**REQUIREMENT**
This exercise calls for the line with "The goal is", the line with "negative clicks: (60, 354) (45, 354)", and all lines between them in the material below, output exactly and with no other lines.

**DATA IN THIS EXERCISE**
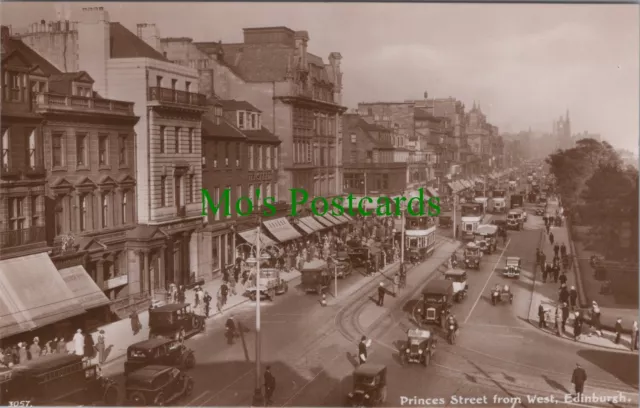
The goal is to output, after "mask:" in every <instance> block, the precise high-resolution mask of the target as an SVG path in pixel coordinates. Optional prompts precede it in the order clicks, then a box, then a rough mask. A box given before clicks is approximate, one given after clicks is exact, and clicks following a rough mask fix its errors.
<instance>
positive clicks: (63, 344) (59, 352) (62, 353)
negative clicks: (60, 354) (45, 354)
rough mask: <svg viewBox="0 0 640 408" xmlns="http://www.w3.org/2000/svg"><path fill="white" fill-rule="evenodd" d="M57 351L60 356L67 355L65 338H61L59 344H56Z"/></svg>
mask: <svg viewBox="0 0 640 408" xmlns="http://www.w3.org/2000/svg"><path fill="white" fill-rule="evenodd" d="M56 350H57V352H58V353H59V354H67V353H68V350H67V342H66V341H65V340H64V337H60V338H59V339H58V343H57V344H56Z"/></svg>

--

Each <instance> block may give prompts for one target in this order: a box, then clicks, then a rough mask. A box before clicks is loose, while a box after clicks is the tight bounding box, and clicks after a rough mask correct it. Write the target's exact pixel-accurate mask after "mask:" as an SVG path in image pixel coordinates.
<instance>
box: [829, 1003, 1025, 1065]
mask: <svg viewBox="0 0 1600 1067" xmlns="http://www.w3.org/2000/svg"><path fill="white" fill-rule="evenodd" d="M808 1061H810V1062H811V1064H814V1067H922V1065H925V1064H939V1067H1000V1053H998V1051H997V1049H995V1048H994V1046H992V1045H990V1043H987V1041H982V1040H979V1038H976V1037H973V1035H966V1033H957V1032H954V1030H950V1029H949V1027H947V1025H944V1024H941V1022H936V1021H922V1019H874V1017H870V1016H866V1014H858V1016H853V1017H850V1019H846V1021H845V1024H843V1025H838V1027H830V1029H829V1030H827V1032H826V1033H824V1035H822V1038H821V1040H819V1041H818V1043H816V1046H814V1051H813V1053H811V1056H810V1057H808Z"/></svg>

**TASK RESULT**
The goal is to output, after "mask:" in every <instance> block, the precise high-resolution mask of the target as an SVG path in pixel coordinates. Optional prompts precede it in the order clicks, then a box, then a rough mask. A box given before clicks is approximate, one given after clicks is exact, and clicks following a rough mask fix its errors.
<instance>
positive clicks: (63, 344) (59, 352) (62, 353)
negative clicks: (60, 354) (45, 354)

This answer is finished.